Every record is to be restated exactly, with nothing left out.

*** DATA SHOWN Section Begins ***

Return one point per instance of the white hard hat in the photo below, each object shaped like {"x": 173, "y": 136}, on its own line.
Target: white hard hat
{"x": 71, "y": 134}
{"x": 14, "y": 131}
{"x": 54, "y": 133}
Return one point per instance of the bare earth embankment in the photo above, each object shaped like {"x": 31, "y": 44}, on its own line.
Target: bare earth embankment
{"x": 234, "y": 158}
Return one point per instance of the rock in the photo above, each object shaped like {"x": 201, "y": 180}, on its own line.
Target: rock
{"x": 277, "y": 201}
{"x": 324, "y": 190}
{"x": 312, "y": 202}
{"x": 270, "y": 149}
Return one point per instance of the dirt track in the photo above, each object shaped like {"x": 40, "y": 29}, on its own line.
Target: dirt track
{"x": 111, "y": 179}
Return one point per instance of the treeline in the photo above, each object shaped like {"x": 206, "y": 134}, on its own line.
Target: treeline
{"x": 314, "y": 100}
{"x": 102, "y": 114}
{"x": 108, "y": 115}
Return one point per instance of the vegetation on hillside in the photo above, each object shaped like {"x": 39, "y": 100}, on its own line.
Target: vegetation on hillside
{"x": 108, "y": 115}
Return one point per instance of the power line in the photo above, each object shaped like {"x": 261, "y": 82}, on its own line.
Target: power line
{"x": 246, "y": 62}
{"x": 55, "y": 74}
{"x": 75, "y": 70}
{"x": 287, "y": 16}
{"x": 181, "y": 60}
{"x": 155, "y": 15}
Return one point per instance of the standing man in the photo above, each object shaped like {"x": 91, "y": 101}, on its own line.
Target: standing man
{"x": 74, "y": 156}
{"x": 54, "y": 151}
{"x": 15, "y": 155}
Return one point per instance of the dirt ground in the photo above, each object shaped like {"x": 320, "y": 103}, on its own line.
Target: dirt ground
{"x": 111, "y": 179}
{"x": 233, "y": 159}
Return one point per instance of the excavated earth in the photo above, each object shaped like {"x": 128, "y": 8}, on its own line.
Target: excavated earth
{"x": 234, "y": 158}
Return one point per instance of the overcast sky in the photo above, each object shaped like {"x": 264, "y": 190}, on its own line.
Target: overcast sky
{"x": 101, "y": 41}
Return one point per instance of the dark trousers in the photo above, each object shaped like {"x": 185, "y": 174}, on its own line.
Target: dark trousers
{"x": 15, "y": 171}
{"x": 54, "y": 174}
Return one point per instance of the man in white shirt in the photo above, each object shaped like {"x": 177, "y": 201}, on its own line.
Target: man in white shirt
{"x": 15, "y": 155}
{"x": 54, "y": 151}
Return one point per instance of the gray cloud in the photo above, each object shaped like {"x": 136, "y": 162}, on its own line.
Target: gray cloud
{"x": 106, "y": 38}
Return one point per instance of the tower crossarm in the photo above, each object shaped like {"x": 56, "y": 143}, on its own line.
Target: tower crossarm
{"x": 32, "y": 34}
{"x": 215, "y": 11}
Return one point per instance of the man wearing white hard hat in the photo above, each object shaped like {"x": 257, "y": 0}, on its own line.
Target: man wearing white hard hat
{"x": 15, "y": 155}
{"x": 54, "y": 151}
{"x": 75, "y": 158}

*** DATA SHOWN Section Ends ***

▶ **EXERCISE RESULT**
Return one point per instance of the white hard hat in the photo below, each object shaped like {"x": 173, "y": 136}, on its own line.
Target: white hard hat
{"x": 71, "y": 134}
{"x": 14, "y": 131}
{"x": 54, "y": 133}
Return one point per instance of the bare earth embankment in the photo above, each object shaped like {"x": 31, "y": 44}, on its own line.
Target: bare earth embankment
{"x": 234, "y": 158}
Return one point per instance of the rock in the photo above, each object shaped like {"x": 201, "y": 180}, on its own line.
Target: rock
{"x": 277, "y": 201}
{"x": 324, "y": 190}
{"x": 312, "y": 202}
{"x": 270, "y": 149}
Return one point per instance of the dirt track in the photo above, each object shaped like {"x": 40, "y": 29}, on its own line.
Target: dirt track
{"x": 111, "y": 179}
Return one point per instance of the treeline in the photo above, each object shaped like {"x": 206, "y": 134}, on its own line.
Target: treeline
{"x": 314, "y": 100}
{"x": 102, "y": 114}
{"x": 108, "y": 115}
Return one point per instance of the vegetation on hillside in the photo above, each object shaped like {"x": 39, "y": 100}, on its own line.
Target: vegetation on hillside
{"x": 108, "y": 115}
Return one point per instance of the power line in the photo above, each object shaped like {"x": 261, "y": 82}, on its own line.
Target: power line
{"x": 246, "y": 62}
{"x": 55, "y": 74}
{"x": 75, "y": 70}
{"x": 287, "y": 16}
{"x": 181, "y": 60}
{"x": 155, "y": 15}
Return one point per instance of the standing man in the photo above, each object shaped like {"x": 91, "y": 101}, on its own line.
Target: standing man
{"x": 74, "y": 156}
{"x": 54, "y": 151}
{"x": 15, "y": 155}
Return one point per instance of the dirt ground in the photo above, each object shaped like {"x": 320, "y": 103}, on its own line.
Target: dirt ground
{"x": 111, "y": 179}
{"x": 233, "y": 159}
Return one point per instance of the excavated earth in the photo above, each object shaped like {"x": 128, "y": 8}, on its own line.
Target: excavated earth
{"x": 234, "y": 158}
Return one point per instance of the overcast sky in the photo above, each object shaped like {"x": 264, "y": 190}, on its own line.
Target: overcast sky
{"x": 101, "y": 41}
Return one point per instance of the dark trousers in the photo above, each object shaped like {"x": 185, "y": 174}, on its own line.
Target: dark trousers
{"x": 15, "y": 171}
{"x": 54, "y": 174}
Return one point per instance of the man in white shirt in the photo above, each object shaped like {"x": 177, "y": 201}, on its own line.
Target: man in white shirt
{"x": 15, "y": 155}
{"x": 54, "y": 151}
Return one point per instance of the gray cloud in the photo above, each object shaped like {"x": 136, "y": 162}, on its own line.
Target: gray cloud
{"x": 106, "y": 38}
Return one point per instance of the tower crossarm in the photo above, each object shaped like {"x": 56, "y": 143}, on its own line.
Target: tower crossarm
{"x": 32, "y": 34}
{"x": 215, "y": 11}
Return one point per instance of the man wearing white hard hat in the photo above, each object shaped like {"x": 257, "y": 0}, on its own line.
Target: man wearing white hard hat
{"x": 15, "y": 155}
{"x": 54, "y": 151}
{"x": 75, "y": 158}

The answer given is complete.